■ **ACTIVITY**
Restate word for word the lines beginning with the one that contains "Description: Localizes the forest" and ending at the bottom of the records below, both included.
===== PROVIDED ENTRIES
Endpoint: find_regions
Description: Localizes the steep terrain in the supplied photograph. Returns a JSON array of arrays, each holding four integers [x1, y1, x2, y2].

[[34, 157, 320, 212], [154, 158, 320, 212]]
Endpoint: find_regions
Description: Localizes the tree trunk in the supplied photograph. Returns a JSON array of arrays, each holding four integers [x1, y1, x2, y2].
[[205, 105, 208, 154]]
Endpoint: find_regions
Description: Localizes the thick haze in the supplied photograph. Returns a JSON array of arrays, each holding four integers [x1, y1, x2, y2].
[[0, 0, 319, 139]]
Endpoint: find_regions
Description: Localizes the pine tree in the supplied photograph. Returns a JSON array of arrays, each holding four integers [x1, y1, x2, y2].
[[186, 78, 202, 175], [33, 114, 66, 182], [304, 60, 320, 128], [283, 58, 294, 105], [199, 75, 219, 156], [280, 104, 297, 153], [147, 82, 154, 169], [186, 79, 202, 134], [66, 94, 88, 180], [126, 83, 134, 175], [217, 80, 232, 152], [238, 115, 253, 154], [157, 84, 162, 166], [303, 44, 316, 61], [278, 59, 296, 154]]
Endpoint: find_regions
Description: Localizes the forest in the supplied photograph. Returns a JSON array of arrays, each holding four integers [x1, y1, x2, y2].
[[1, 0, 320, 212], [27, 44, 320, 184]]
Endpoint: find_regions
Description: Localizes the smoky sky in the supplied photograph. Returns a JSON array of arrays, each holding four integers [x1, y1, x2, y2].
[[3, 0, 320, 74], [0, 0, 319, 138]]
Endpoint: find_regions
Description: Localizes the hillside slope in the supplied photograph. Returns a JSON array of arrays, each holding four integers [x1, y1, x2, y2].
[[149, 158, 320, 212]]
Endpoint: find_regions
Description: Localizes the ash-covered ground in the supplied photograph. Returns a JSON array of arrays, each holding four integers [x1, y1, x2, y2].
==========
■ **EXERCISE SOLUTION**
Description: Localizes the forest in the supplied photograph. Returns a JSON array of arrays, each holding four integers [x1, y1, x2, y2].
[[1, 0, 320, 212], [27, 44, 320, 184]]
Endpoint: find_regions
Description: Localizes the smoky sky in the supplied photograph. Returns a JSON array of arrays, each holding four integers [x1, y1, x2, y2].
[[3, 0, 320, 74], [0, 0, 319, 138]]
Endpoint: find_regions
Description: Localizes the hillside slope in the supplied photograph. Returns a JSON array of arrays, each holding four integers [x1, y1, x2, y2].
[[149, 158, 320, 212]]
Endpoint: find_regions
Description: Localizes the ash-covered ground in the supplied photograph. Returns a JSON array of arrays, each holding four integers [x1, y1, x2, y2].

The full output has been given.